Stored data entries
↓↓↓
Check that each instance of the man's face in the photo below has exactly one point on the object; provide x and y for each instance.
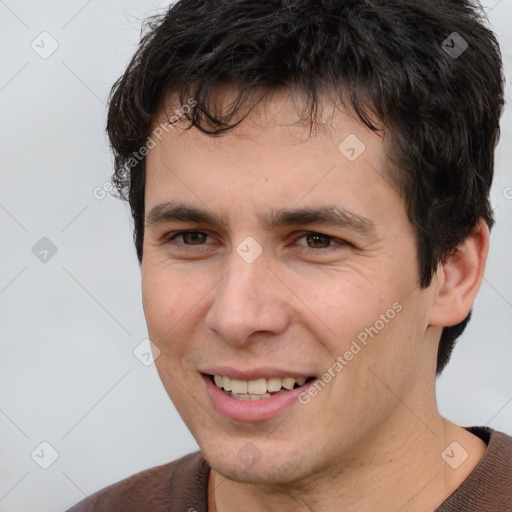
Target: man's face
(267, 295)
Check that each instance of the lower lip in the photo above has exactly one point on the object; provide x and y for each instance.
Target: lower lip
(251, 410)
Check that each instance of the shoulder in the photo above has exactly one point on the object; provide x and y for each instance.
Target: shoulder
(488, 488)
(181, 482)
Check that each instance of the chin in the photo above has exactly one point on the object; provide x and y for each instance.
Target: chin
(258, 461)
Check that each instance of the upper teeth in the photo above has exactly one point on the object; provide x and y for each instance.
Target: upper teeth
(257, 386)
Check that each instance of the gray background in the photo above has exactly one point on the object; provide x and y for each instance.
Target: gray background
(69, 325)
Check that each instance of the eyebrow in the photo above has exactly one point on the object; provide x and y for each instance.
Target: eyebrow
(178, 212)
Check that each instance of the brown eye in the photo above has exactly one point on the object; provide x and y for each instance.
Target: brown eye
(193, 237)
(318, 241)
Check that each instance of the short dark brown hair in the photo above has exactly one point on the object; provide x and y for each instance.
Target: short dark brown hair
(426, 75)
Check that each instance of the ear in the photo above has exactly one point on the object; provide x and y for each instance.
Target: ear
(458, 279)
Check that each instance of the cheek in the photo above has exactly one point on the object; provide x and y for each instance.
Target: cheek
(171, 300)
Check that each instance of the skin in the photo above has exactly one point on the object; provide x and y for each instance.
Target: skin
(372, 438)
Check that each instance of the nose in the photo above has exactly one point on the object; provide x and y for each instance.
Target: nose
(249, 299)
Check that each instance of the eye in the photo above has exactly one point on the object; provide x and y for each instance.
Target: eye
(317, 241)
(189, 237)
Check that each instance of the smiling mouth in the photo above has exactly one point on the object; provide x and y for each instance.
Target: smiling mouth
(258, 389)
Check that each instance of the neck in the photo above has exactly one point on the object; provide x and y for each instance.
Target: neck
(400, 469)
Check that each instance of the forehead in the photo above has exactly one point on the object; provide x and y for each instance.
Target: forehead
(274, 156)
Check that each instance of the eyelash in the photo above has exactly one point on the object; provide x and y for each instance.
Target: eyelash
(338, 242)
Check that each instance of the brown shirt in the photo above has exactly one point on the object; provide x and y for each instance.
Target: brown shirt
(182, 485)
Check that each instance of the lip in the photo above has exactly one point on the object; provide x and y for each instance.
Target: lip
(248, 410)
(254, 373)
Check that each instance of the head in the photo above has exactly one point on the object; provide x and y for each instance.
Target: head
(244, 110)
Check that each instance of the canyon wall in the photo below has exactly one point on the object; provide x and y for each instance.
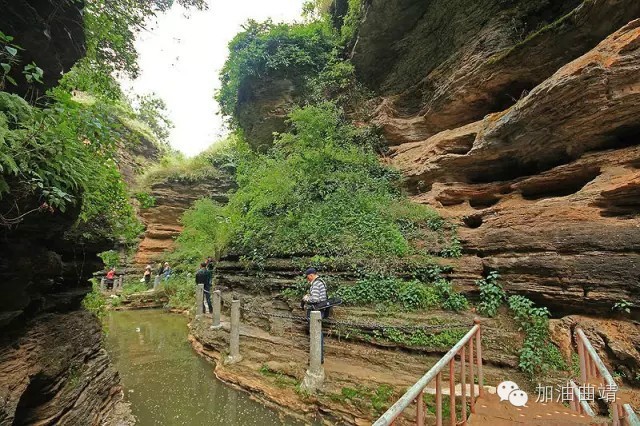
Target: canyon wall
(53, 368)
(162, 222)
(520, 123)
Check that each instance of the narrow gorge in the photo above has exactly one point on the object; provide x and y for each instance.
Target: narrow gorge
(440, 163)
↑↑↑
↓↓↓
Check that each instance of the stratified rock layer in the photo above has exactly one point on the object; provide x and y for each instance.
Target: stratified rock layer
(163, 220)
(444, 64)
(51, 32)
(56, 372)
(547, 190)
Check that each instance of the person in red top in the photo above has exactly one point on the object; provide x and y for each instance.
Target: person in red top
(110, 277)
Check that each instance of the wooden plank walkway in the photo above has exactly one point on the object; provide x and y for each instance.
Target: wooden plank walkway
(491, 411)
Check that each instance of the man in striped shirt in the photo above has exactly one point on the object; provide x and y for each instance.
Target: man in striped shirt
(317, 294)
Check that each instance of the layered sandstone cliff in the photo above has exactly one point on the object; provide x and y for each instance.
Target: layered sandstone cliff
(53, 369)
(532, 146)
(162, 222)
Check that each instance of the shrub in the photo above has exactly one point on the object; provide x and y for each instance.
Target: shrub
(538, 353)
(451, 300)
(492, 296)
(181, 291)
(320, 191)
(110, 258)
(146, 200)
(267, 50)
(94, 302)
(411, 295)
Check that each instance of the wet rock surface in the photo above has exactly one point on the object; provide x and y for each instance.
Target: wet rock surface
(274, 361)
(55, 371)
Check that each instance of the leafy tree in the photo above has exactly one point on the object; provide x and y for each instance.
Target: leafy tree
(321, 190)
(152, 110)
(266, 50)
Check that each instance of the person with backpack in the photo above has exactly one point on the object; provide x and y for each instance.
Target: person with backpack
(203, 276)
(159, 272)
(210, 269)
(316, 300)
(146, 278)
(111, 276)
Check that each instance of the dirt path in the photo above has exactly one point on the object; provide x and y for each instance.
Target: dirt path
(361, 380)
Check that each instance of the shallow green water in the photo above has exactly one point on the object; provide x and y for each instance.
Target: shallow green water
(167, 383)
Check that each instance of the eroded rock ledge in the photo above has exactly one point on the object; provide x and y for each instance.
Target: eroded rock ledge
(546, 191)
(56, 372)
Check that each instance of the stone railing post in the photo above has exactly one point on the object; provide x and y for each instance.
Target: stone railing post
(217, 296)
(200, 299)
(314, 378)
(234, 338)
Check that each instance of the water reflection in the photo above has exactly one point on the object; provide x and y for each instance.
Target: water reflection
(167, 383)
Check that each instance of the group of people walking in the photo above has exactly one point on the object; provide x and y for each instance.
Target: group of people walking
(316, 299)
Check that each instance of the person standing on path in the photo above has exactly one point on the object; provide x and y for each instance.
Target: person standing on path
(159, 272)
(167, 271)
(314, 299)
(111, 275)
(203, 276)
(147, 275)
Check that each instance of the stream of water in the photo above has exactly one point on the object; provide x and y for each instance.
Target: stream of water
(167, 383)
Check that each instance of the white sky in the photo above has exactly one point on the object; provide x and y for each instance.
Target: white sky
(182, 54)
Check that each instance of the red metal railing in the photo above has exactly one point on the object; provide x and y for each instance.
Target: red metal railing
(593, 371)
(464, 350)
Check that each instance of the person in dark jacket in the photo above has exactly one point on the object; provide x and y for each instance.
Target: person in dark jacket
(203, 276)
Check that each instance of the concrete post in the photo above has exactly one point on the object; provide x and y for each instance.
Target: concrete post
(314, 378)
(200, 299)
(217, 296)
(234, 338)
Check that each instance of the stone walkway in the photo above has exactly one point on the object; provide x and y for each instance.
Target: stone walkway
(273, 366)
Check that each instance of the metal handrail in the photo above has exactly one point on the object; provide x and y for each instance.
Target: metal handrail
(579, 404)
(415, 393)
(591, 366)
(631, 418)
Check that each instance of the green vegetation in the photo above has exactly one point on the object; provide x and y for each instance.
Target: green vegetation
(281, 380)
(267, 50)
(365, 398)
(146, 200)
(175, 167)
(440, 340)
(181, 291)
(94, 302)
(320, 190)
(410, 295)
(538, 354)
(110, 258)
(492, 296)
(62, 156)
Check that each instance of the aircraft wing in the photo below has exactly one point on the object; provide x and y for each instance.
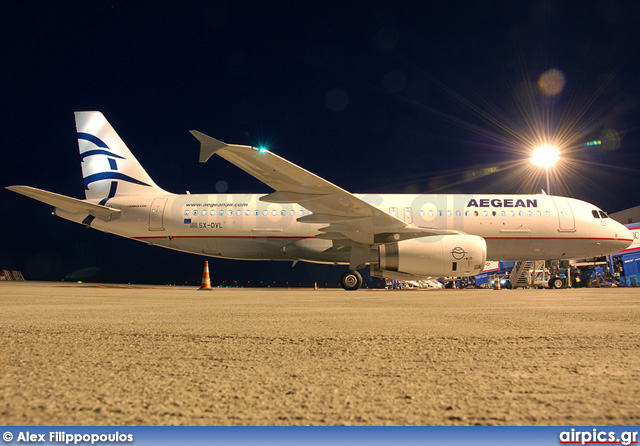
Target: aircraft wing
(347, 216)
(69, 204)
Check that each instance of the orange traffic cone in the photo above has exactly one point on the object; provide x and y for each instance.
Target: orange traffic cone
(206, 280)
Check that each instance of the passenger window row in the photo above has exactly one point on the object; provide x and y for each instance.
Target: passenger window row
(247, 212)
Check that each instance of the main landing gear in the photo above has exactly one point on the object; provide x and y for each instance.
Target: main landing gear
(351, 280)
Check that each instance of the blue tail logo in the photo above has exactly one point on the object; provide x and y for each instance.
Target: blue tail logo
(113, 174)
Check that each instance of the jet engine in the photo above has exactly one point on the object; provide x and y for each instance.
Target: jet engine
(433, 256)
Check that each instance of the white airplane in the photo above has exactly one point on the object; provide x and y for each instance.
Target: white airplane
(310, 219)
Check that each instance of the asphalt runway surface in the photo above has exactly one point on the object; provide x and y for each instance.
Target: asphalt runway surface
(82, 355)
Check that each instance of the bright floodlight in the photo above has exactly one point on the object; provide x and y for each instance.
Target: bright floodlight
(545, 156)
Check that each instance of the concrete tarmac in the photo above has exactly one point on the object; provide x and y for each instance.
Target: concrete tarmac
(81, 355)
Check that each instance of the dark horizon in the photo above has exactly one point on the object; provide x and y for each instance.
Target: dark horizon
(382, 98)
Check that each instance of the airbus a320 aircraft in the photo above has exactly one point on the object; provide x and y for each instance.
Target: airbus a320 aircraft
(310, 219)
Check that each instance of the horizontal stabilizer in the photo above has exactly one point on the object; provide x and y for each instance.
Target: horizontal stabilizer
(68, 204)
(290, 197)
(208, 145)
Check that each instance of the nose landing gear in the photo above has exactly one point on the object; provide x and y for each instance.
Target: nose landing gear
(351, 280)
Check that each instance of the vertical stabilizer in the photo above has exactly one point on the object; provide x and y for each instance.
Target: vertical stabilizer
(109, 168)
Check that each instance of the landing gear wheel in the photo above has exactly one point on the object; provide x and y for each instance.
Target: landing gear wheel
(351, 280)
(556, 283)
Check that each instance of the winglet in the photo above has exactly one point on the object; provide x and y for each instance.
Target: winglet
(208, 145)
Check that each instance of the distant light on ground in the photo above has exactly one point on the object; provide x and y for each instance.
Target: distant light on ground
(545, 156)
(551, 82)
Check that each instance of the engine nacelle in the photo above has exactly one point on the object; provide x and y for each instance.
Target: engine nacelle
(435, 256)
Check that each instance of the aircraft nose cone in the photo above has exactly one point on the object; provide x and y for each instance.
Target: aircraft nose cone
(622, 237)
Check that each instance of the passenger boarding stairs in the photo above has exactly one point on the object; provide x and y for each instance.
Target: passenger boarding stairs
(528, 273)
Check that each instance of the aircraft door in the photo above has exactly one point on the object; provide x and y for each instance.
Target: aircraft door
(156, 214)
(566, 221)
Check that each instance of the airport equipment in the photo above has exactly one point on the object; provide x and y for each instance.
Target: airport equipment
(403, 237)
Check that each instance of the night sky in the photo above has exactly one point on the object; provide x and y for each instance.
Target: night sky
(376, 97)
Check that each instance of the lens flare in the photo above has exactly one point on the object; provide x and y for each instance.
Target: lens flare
↑↑↑
↓↓↓
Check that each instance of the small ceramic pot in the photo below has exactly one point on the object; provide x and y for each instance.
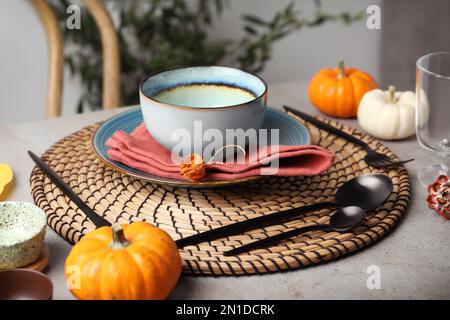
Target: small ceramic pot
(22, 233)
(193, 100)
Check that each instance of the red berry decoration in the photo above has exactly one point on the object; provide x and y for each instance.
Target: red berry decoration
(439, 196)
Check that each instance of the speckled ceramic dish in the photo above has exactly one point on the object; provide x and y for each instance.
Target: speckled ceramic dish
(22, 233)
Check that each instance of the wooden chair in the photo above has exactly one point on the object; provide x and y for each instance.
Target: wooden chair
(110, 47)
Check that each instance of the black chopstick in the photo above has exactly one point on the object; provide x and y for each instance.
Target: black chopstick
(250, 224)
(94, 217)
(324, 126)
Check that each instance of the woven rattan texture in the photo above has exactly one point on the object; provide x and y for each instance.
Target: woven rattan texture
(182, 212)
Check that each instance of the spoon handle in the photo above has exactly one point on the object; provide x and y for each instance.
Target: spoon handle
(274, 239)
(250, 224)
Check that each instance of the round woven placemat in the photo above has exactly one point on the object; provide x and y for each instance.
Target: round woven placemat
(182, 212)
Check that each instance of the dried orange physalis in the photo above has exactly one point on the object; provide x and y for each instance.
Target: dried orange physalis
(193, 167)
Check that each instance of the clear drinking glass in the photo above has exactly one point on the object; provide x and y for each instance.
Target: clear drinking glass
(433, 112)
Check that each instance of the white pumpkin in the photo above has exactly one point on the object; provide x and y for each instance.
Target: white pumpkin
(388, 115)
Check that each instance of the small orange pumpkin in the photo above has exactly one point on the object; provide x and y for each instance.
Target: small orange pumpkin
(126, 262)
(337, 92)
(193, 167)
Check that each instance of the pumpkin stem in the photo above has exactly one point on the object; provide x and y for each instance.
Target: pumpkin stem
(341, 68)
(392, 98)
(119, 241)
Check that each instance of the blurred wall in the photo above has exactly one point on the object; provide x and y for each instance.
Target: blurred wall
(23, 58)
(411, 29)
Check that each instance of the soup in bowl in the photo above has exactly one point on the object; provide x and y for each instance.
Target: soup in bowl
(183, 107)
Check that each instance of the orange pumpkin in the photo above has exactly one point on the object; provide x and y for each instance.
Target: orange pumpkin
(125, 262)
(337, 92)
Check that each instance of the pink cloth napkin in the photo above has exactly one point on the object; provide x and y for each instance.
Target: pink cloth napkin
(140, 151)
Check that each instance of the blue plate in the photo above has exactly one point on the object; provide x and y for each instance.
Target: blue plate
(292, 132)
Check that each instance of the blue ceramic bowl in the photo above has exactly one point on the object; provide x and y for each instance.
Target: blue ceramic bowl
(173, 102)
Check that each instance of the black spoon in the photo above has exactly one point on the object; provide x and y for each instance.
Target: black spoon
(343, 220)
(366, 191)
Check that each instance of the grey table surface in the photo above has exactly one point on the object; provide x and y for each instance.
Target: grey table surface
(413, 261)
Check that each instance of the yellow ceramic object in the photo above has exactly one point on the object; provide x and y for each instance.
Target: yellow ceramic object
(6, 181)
↑↑↑
ASSIGNMENT >>
Which lines in the entries above contain "below"? Pull each of them out.

SOLUTION FOR THIS TASK >>
Check that each instance of the man's face in the photo below has exactly one point on the object; provide x and y for each instance.
Check that each instance of the canyon wall in the photo below has exactly one point on the object; provide x and y for each instance.
Check that each instance of the aircraft wing in the photo below has exactly one point on the object; provide x and y for each instance.
Check that each instance of the small ceramic pot in the photo below has exactly one point on the object; provide x and y for each instance.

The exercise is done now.